### Work to complete
Down to the last line, set the entries down again exactly.

### Supplied records
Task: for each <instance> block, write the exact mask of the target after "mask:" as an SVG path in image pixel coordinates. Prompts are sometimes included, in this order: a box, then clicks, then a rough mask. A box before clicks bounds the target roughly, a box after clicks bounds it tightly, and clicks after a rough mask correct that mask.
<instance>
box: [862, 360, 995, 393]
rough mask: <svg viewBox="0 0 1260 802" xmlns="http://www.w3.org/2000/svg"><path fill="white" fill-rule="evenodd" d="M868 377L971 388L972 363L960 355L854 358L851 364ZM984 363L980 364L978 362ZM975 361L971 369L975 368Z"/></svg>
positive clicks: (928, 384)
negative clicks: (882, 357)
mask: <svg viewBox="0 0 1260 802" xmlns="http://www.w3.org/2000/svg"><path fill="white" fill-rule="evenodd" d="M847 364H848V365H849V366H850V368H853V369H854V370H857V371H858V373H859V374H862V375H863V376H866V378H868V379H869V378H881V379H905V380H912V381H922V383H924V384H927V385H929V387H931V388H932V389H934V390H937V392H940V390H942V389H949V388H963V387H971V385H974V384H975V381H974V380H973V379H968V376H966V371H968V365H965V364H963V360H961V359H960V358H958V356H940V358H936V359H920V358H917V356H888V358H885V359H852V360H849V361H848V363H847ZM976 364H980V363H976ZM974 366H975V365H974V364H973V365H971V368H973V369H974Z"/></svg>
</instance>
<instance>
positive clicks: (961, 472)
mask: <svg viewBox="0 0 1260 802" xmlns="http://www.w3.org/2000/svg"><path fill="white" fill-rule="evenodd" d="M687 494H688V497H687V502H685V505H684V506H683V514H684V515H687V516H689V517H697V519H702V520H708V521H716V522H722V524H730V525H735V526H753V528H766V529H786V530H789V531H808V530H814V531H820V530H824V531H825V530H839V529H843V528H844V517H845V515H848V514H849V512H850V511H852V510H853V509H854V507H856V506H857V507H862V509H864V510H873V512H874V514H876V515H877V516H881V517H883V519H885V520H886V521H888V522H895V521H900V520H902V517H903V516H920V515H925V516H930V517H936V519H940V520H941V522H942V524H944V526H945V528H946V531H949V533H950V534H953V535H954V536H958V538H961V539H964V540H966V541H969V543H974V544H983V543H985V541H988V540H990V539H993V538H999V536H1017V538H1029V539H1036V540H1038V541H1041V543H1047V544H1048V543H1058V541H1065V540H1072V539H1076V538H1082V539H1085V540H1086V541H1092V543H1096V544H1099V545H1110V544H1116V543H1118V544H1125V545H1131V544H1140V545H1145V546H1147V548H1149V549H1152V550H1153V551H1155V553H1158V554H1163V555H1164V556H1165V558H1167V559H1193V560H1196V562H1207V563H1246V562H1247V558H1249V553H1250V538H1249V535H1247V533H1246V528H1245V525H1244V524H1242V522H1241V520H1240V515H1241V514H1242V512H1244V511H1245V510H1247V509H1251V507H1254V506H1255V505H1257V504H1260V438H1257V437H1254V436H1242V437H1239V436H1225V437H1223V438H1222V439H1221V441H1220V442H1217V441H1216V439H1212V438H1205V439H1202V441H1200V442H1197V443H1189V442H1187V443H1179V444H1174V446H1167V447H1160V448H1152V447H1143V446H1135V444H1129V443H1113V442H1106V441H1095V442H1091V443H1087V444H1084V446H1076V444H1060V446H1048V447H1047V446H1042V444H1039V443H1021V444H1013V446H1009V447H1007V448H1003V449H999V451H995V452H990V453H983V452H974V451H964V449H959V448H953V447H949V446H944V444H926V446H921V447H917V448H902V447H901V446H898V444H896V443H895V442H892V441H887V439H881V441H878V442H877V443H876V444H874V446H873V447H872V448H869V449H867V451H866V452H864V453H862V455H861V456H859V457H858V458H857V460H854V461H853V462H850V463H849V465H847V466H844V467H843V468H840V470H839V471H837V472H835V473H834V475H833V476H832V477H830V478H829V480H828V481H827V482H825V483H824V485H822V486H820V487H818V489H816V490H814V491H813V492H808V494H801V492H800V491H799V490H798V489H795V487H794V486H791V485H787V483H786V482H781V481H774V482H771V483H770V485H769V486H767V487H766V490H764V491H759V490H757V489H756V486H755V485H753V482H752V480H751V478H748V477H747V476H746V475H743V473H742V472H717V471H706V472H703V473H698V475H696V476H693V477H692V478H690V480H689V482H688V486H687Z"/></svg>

### Expected answer
Task: for each <instance> block, write the exact mask of the target after "mask:" as an SVG path in image pixel coordinates. Prompts are sometimes included, in this order: a box, then clicks, then a rough mask. A box before clicks bounds the target roughly, a box after clicks bounds it tightly, and clicks after a rough mask correct that mask.
<instance>
box: [862, 360, 995, 393]
rough mask: <svg viewBox="0 0 1260 802" xmlns="http://www.w3.org/2000/svg"><path fill="white" fill-rule="evenodd" d="M868 377L971 388L972 363L960 355L854 358L851 364ZM984 363L980 364L978 362ZM975 361L971 369L975 368Z"/></svg>
positive clicks: (928, 384)
negative clicks: (882, 357)
mask: <svg viewBox="0 0 1260 802" xmlns="http://www.w3.org/2000/svg"><path fill="white" fill-rule="evenodd" d="M847 364H848V365H849V366H850V368H853V369H854V370H857V371H858V373H859V374H862V375H863V376H866V378H868V379H869V378H881V379H905V380H912V381H922V383H924V384H927V385H929V387H931V388H932V389H934V390H937V392H940V390H942V389H949V388H963V387H971V385H974V384H975V381H974V380H973V379H968V376H966V371H968V365H965V364H963V360H961V359H960V358H958V356H940V358H936V359H920V358H917V356H888V358H885V359H852V360H849V361H848V363H847ZM976 364H980V363H976ZM974 366H975V365H974V364H973V365H971V368H973V369H974Z"/></svg>
</instance>
<instance>
positive clicks: (961, 472)
mask: <svg viewBox="0 0 1260 802" xmlns="http://www.w3.org/2000/svg"><path fill="white" fill-rule="evenodd" d="M687 494H688V497H687V502H685V505H684V506H683V514H684V515H687V516H689V517H697V519H702V520H708V521H716V522H722V524H730V525H735V526H753V528H766V529H786V530H789V531H808V530H814V531H820V530H824V531H825V530H839V529H843V528H844V517H845V515H848V514H849V512H850V511H852V510H853V509H854V507H856V506H857V507H862V509H864V510H873V512H874V514H876V515H877V516H881V517H883V519H885V520H886V521H888V522H895V521H900V520H902V517H903V516H920V515H925V516H930V517H936V519H940V520H941V522H942V524H944V526H945V528H946V531H949V533H950V534H953V535H954V536H958V538H961V539H964V540H966V541H969V543H974V544H983V543H985V541H988V540H990V539H993V538H999V536H1017V538H1029V539H1036V540H1038V541H1041V543H1047V544H1048V543H1058V541H1065V540H1072V539H1076V538H1082V539H1085V540H1086V541H1092V543H1096V544H1099V545H1110V544H1116V543H1118V544H1125V545H1131V544H1140V545H1145V546H1147V548H1149V549H1152V550H1153V551H1155V553H1158V554H1163V555H1164V556H1165V558H1167V559H1193V560H1196V562H1207V563H1246V562H1247V558H1249V553H1250V538H1249V535H1247V533H1246V528H1245V525H1244V524H1242V522H1241V520H1240V515H1241V514H1242V512H1244V511H1245V510H1247V509H1251V507H1254V506H1255V505H1257V504H1260V438H1257V437H1254V436H1242V437H1239V436H1225V437H1223V438H1222V439H1221V441H1220V442H1217V441H1216V439H1212V438H1205V439H1202V441H1200V442H1197V443H1189V442H1187V443H1179V444H1174V446H1167V447H1160V448H1152V447H1143V446H1135V444H1129V443H1113V442H1106V441H1095V442H1091V443H1087V444H1084V446H1076V444H1060V446H1048V447H1047V446H1042V444H1039V443H1021V444H1013V446H1009V447H1007V448H1003V449H999V451H995V452H990V453H983V452H974V451H964V449H959V448H953V447H949V446H944V444H926V446H921V447H917V448H902V447H901V446H898V444H896V443H895V442H892V441H887V439H881V441H878V442H877V443H876V444H874V446H873V447H872V448H869V449H867V451H866V452H864V453H862V455H861V456H859V457H858V458H857V460H854V461H853V462H850V463H849V465H847V466H844V467H843V468H840V470H839V471H837V472H835V473H834V475H833V476H832V477H830V478H829V480H828V481H827V482H825V483H824V485H822V486H820V487H818V489H816V490H814V491H813V492H808V494H801V492H800V491H799V490H798V489H795V487H794V486H791V485H787V483H786V482H781V481H774V482H771V483H770V485H769V486H767V487H766V490H764V491H759V490H757V489H756V486H755V485H753V482H752V480H751V478H748V477H747V476H746V475H743V473H742V472H717V471H706V472H703V473H698V475H696V476H693V477H692V478H690V480H689V482H688V486H687Z"/></svg>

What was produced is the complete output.